— begin GIVEN PASSAGE —
In the following centuries, trade in the North Sea would increasingly become in the hands of German merchants.
On the Norwegian west coast, a commercial enclave of the influential Hanseatic League was established in the city of Bergen, ensuring a steady supply of Norwegian stockfish, whale oil, and hides to Germany and to ports along the Hanseatic trade routes.
These were influential forces of their time. Yet, even today, international trade, in combination with well-managed national economies, is the main explanatory factor behind the high levels of prosperity in our societies.
In fact, bringing down barriers that separate markets is probably the most successful economic policy ever pursued. From a historical perspective, nowhere is this insight more deeply rooted than in Germany:
In the early 1830s, a German customs union was established, comprising among a number of, at the time, independent states. The Zollverein was the first of its kind.
With time, the union would unify a myriad of markets, previously separated by customs and tariffs. :
Whereas historians have pointed out a range of political reasons driving this unification of markets, the economic gains were also well understood. To the individual states, giving up tariffs, their primary source of revenue, seemed a high price to pay. Yet, in return, larger markets triggered a massive expansion in the productivity potential of the economy.
The economic historian Florian Ploeckl has shown how the Zollverein triggered growth in manufacturing and shifted the occupational structure towards higher income occupations.
Some decades on, in the 1860s, Sweden-Norway would sign a free trade agreement with the Zollverein, allowing the historic and commercial ties between the German and the Scandinavian markets to grow stronger.
Since then, trade liberalization at a global level has been massive. Technological developments, including improvements in transportation and information and communication technology, have reduced the distance between us. Tariffs have been driven down. As have non-tariff barriers.
Integration of markets has moved in waves. Liberalization in the 1800s was reversed by conflicts, depression and protectionism in the first half of the 1900s. The social, political and economic consequences were devastating.
From this harsh experience, a new notion of mutual dependence emerged. After the Second World War we saw a renewed belief in international cooperation among Western nations. This gave rise to an institutional architecture that would govern international relations up until today.
The IMF, World Bank, UN, OECD and the General Agreement on Tariffs and Trade, which in 1995 expanded into the World Trade Organization, all form part of what often is referred to as an international liberal order.
This system has set the stage for rules-based international trade, as opposed to power-based. It has enabled more countries to connect to global markets. By reducing national discretion, common rules also support more predictable world trade – essential to long-term investments and efficient production patterns.
Today, a large fraction of everyday consumption is produced outside national borders, sometimes in supply chains that crisscross the globe in complex ways.
During these decades, we also saw a rising tide of democracies throughout the world. With the fall of the Berlin wall and the end of the Cold War, the tide accelerated. A surge in democratic institutions and a belief in individual rights spread through Eastern Europe, Latin America and Africa.
More countries accepted membership in global institutions. What had predominantly been a Western world order would increasingly become a shared system of rules and values.
This model became an engine of economic growth and technological change. Based on a mindset, in which technological and economic development in one country is seen as the source of other countries’ trade, investment and technological change. A win-win.
— end GIVEN PASSAGE —
— begin GIVEN ENTRIES —
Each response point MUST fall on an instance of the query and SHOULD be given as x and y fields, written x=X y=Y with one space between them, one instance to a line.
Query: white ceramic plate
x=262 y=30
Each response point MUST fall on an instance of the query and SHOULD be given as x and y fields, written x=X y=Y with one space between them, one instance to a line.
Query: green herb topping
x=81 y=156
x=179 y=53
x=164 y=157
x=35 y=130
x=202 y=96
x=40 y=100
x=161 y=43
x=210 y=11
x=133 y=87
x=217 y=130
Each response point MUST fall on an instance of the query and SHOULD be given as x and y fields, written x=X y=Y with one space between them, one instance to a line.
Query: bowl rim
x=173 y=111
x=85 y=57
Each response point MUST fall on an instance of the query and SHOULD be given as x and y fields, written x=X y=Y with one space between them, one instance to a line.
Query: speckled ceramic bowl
— end GIVEN ENTRIES —
WRITTEN TASK → Continue the passage on international trade and market integration from where it stops.

REPLY TO THE EXERCISE →
In the past 50 years, average GDP per capita has doubled. At the same time, world population has also doubled. The majority of the world population has benefitted from this astonishing rise in income.
As a result, the share of the world population living in extreme poverty has come down from one in three in 1990 to about one in ten today.
Cooperation and integration have also brought down the level of conflict internationally. As shown by this chart, interstate conflicts have been almost non-existent in recent years.
As a mirror of the Zollverein, Europe from the 1950s again became the arena of the deepest commitment to international integration ever seen.
With the objective of promoting economic prosperity and mutual dependence, the first steps were taken towards the creation of a single market in Europe.
European integration since then has resulted in the world’s largest and deepest cross-border market.
Through the European Economic Area agreement - the EEA - Norway is part of the European single market.
In fact, Norway’s economy is in many ways more deeply integrated into the EU than many EU economies. As seen from this chart, almost two thirds of Norway’s trade is with the EU, while Germany’s trade with the EU comes to less than a half.
Being part of the single market has brought great advantages to the Norwegian economy. Yet, we also face the other side of the coin. The regulatory burden can be overwhelming. I understand those who argue that regulation of the single market has become too extensive and too complex.
As a politician coming from a libertarian political tradition, I believe in the freedom of choice and limited government that empowers people and businesses to achieve their goals. In general, I believe in the virtues of markets and their ability to find the best outcome.
That said, I recognize the need to regulate markets for them to work efficiently. Indeed unregulated markets are not necessarily as well-functioning as the free markets we know from textbook economics. Rather, regulation must frame the market, reducing imbalances and imperfections, promoting easy entry and exit, and levelling the playing field.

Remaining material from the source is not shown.